[BEGIN Selection]

“Sometimes through the days, it’s hard to see or remember the significance of what we are really doing amongst all the daily tasks of hauling water, sand, gravel, rocks, and rebar to Rakèt where we are building a cistern. But think what a blessing to the people to have water closer than a half mile away!
The cistern ready for the roof
We consider all the money spent on local labor for the construction of the cistern and are reminded, this is the only gainful employment on the island. Fourteen to sixteen men are working, earning, and being able to feed their families something more than a mango or a banana when they are available.
Men working on the house in Raket
Life is increasingly more difficult in Haiti. The gangs control much of the cities causing the price of commodities to rise while the gourde (Haitian currency) continues to fall against the dollar devaluing any money people might send from the states. All the materials we have purchased have significantly increased in price during the short time we have been working on this cistern project. Giving people work and wages for a few weeks or months is more meaningful than we can realize.
The cistern top has been poured!!
B.J. and Barney returned to Haiti with their friend Glenn on June 4th. Besides working in Raket, the team made the hike up the mountain to Janou. We went with food to share a meal with everyone. We gathered together and Barney talked to the people for a bit about how all good gifts come from a loving Father’s hand and that God used us to carry His gifts to them. Our Father God is the one we owe thanks to for His love and the grace and mercy He bestows. Then Barney prayed for us all.
A meal for many
Meeting with the elders there we found out that their harvest of black beans was lost to the drought. They planted all the seed they had with no means to replenish. JUST MERCY will buy them seed to replant for a fall crop.

[END Selection]

Exercise:
Answer these from the Haiti update above:
1. How many men are working on building the cistern?
2. On what date did B.J. and Barney return to Haiti?
3. What destroyed the black bean harvest in Janou?

[BEGIN Supplied information]

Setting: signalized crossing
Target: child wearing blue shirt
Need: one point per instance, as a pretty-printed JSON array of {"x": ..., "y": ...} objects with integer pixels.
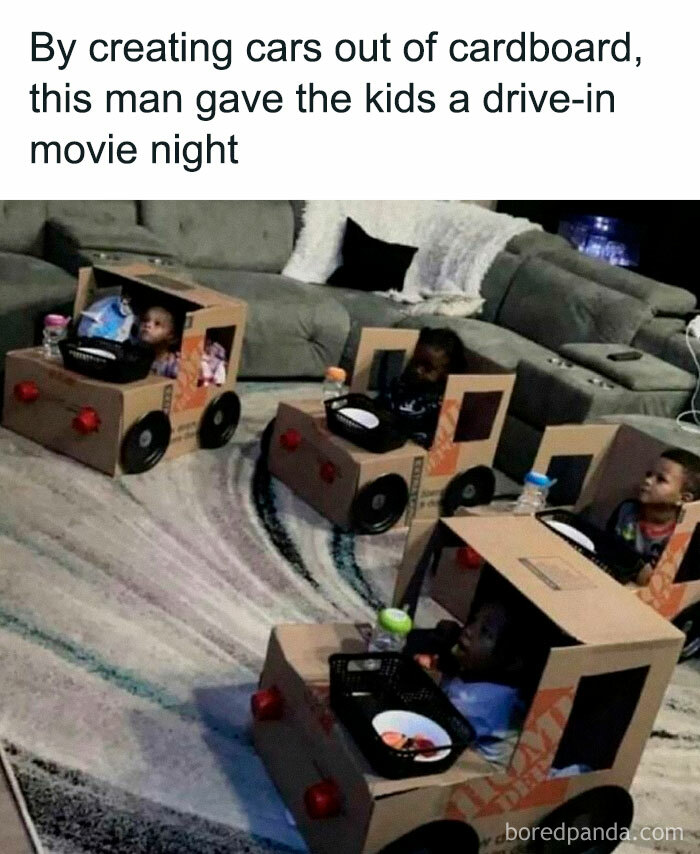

[END Supplied information]

Completed task:
1. Fourteen to sixteen men.
2. June 4th.
3. The drought.